───── RECORD EXCERPTS
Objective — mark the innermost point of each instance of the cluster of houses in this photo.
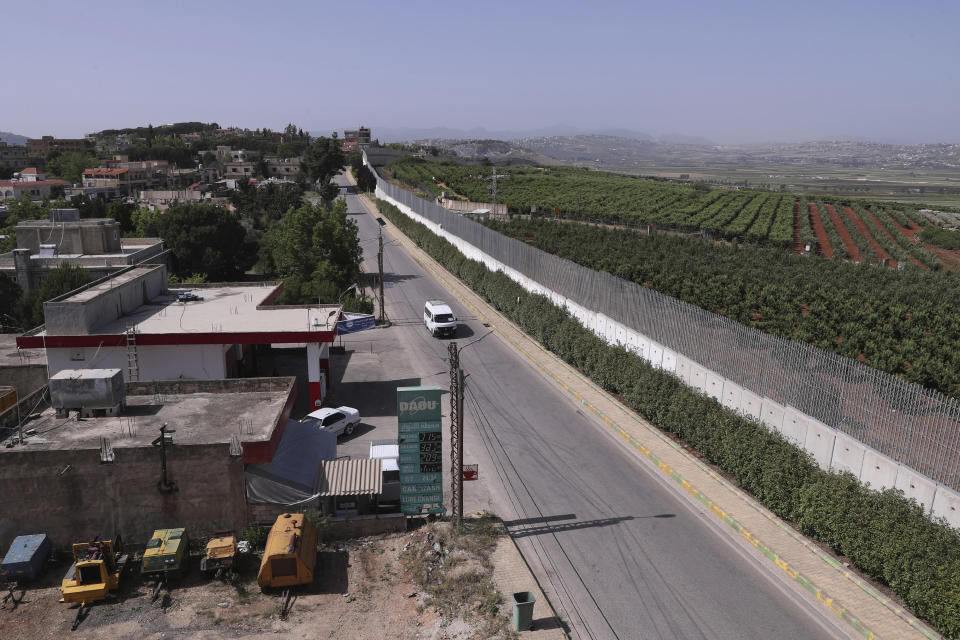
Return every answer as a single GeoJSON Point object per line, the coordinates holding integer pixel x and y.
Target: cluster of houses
{"type": "Point", "coordinates": [125, 356]}
{"type": "Point", "coordinates": [150, 182]}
──────────
▸ **TASK DESCRIPTION**: Please write out every line of the records above word for word, leaving out the pictures.

▸ **RESPONSE TO THIS EXERCISE**:
Objective — mark the innermost point of each instance of the cluster of houses in this photo.
Return every answer as a single GeoJSON Point object per line, the coordinates holding integer pixel x and y.
Target: cluster of houses
{"type": "Point", "coordinates": [125, 356]}
{"type": "Point", "coordinates": [150, 182]}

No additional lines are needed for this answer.